Please copy the data below word for word, omitting the pictures.

-- start of Entries --

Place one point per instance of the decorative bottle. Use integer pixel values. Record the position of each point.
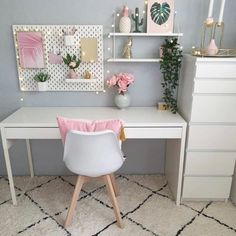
(125, 22)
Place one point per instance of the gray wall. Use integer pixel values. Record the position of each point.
(144, 156)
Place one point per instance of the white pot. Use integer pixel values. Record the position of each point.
(69, 40)
(122, 101)
(42, 86)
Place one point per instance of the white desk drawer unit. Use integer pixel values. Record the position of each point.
(207, 100)
(213, 108)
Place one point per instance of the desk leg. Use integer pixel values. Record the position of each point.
(8, 166)
(29, 156)
(175, 149)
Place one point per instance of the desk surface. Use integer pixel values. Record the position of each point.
(132, 116)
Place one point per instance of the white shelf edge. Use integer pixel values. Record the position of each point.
(133, 60)
(146, 34)
(80, 80)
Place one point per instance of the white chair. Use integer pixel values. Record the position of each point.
(93, 154)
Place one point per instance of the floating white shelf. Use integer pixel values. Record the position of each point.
(147, 34)
(134, 60)
(80, 80)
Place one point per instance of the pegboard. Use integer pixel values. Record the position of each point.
(53, 39)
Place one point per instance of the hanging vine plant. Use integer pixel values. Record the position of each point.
(170, 65)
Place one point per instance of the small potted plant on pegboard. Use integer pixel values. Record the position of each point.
(42, 79)
(73, 62)
(69, 37)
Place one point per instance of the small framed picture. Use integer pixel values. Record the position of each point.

-- end of Entries --

■ **Task answer**
Place one point per instance of the decorative bottle. Use integer pixel values. Record the position of each point.
(125, 22)
Place one point per instance of the gray wall. Use integer pixel values. Record the position of each point.
(144, 156)
Place one point per instance of the white pot. Use integer pixel values. Record the position of each point.
(69, 40)
(122, 101)
(42, 86)
Place one point per instance of the white desk drawer unit. Use integer pixel values. Record the position of each point.
(207, 100)
(213, 108)
Place one point per instance of the desk leg. Use integer pixel values. Record the position of each point.
(8, 166)
(29, 156)
(175, 149)
Place one point per instance of the desk surface. Use integer pixel values. Record the position of each point.
(132, 116)
Place one point per instance of the white shelf edge. Use integer pixel values. Record the position of each point.
(133, 60)
(146, 34)
(80, 80)
Place one point per instance of the white chair. Use integer pixel values. Record the position of each point.
(93, 154)
Place one point per instance of the floating white shelf. Use integer pixel values. Record the position of each point.
(147, 34)
(134, 60)
(80, 80)
Place one point per instance of the pegboard. Use integer pixel values. Record the position of each point.
(53, 39)
Place one point per instance of the hanging vine plant. Use integer pixel values. Record the position of each point.
(170, 65)
Place one point per instance of the small potted plant on pegboard. Use integer pixel values. Record the position of each point.
(42, 79)
(73, 62)
(69, 37)
Place one point per instance of the small framed picture. Use integer pixel values. Record the position of each point.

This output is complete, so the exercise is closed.